Work instruction: Copy the entries out again in full.

(Stored data entries)
════════

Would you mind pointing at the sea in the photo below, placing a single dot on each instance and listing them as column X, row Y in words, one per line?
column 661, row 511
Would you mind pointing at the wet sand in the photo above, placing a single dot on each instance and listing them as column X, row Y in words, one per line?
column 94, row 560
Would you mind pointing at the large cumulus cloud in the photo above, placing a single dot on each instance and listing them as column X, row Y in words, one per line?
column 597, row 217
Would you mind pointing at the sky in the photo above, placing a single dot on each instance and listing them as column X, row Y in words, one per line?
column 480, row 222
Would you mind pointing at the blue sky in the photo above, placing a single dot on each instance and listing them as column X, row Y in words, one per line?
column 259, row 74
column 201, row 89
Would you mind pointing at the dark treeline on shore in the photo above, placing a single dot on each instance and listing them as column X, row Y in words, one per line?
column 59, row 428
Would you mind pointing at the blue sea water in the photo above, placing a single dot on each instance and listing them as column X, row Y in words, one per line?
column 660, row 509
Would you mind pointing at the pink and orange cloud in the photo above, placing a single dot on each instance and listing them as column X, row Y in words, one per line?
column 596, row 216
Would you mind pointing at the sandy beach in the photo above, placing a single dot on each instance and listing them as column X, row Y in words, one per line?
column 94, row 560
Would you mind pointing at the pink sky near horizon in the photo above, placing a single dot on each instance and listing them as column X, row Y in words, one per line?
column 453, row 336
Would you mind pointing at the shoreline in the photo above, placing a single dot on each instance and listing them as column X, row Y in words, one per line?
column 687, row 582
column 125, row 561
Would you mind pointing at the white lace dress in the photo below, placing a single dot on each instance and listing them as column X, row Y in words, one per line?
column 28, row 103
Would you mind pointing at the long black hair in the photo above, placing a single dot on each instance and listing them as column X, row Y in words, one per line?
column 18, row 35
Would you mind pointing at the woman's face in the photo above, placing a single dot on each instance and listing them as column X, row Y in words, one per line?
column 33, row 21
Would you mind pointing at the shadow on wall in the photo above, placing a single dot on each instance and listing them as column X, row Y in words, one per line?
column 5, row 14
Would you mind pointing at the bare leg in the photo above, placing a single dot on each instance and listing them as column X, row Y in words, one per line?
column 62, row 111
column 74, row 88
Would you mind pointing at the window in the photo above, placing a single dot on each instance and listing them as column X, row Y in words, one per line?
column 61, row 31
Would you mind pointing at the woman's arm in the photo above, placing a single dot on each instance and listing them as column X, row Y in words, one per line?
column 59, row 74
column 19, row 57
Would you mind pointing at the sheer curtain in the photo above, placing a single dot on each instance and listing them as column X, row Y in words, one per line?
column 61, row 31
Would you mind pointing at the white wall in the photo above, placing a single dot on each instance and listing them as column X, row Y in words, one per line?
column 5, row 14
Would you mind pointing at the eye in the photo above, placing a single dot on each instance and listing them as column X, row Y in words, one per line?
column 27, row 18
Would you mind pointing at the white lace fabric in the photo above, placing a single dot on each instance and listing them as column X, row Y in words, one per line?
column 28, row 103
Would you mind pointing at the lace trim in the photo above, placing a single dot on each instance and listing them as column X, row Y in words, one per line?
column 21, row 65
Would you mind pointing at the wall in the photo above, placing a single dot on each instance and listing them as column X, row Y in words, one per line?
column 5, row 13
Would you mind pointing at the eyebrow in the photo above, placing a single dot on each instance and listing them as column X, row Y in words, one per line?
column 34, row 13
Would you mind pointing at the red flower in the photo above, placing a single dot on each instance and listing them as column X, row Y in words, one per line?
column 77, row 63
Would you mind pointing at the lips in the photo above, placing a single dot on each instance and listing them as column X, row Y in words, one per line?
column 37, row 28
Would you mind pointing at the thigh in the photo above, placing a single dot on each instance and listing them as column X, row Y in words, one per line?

════════

Solution to this exercise:
Would you mind pointing at the sea in the photo below, placing a single dot on each instance and listing them as column X, row Y in words, one per line?
column 661, row 511
Would you mind pointing at the wet sand in the photo above, placing a single dot on each instance and listing them as column X, row Y in words, one per line?
column 94, row 560
Would you mind pointing at the large cumulus cloud in the photo above, placing a single dot on each instance and listing them as column X, row Y in words, one per line?
column 597, row 217
Would you mind pointing at the sky in the photo above, placing a single dot on each instance and listing them as column X, row Y in words, one per line?
column 480, row 222
Would you mind pointing at the blue sky in the photo above, placing a single dot on each instance and listing them as column X, row Y in words, one per line?
column 259, row 74
column 201, row 89
Would you mind pointing at the dark treeline on shore in the photo above, placing a single dot on each instance and listing them as column X, row Y in words, one per line?
column 59, row 428
Would you mind pointing at the blue sea water in the photo above, placing a single dot on each instance and listing them as column X, row Y in words, one per line?
column 660, row 509
Would you mind pointing at the pink and orange cloud in the photo above, placing a single dot on each instance and listing them as column X, row Y in words, one per line?
column 596, row 216
Would you mind pointing at the sandy beach in the photo above, placing a single dot on each instance and listing them as column X, row Y in words, one per line?
column 94, row 560
Would you mind pointing at the pink sky near horizon in the photo above, placing a single dot on each instance and listing them as column X, row Y in words, one per line?
column 453, row 336
Would you mind pointing at the shoreline in the photo above, placing a single dot on each instance and listing them as column X, row Y in words, one per line?
column 687, row 582
column 125, row 561
Would you mind pointing at the white lace dress in the photo below, placing a single dot on each instance and listing them as column X, row Y in words, one per line?
column 28, row 103
Would you mind pointing at the long black hair in the photo above, placing a single dot on each instance and listing them as column X, row Y in words, one per line?
column 18, row 35
Would you mind pointing at the woman's face in the photo above, placing a single dot on each instance and listing them as column X, row Y in words, one per line?
column 33, row 21
Would you mind pointing at the shadow on wall in the photo above, placing a single dot on each instance and listing them as column X, row Y in words, one per line?
column 5, row 14
Would you mind pointing at the bare leg in the photo above, placing a single dot on each instance and listing them as column X, row Y in words, one per line?
column 62, row 111
column 74, row 88
Would you mind pointing at the window in the photo above, placing a single dot on each instance and listing them as column X, row Y in words, one per line?
column 61, row 31
Would you mind pointing at the woman's arm in the photo above, placing a single dot on each instance and listing them as column X, row Y in words, one per line?
column 59, row 74
column 19, row 57
Would you mind pointing at the sheer curtain in the photo above, placing a single dot on each instance and listing them as column X, row Y in words, one per line?
column 61, row 31
Would you mind pointing at the white wall in the photo above, placing a single dot on each instance and listing them as column X, row Y in words, one per line?
column 5, row 14
Would you mind pointing at the eye in the photo above, placing a single dot on each instance and listing them as column X, row Y in words, one per line?
column 27, row 18
Would you mind pointing at the white lace fabric in the photo above, placing a single dot on each instance and listing them as column X, row Y in words, one per line?
column 28, row 103
Would you mind pointing at the lace trim in the photo above, placing a single dot on each instance and listing them as column X, row Y in words, one per line?
column 21, row 65
Would you mind pointing at the wall in the photo above, placing a single dot on each instance and listing them as column X, row Y in words, one per line?
column 5, row 13
Would you mind pointing at the eyebrow in the photo above, placing a single dot on each instance and listing them as column X, row Y in words, one per line?
column 34, row 13
Would you mind pointing at the red flower in the photo above, placing a single dot on each instance and listing them as column X, row Y in words, one per line?
column 77, row 63
Would you mind pointing at the lips in the photo above, placing a single dot on each instance and listing them as column X, row Y in words, one per line?
column 37, row 28
Would you mind pointing at the thigh in the photo above, placing a single dot on each instance and listing them as column X, row Y in words, one per line?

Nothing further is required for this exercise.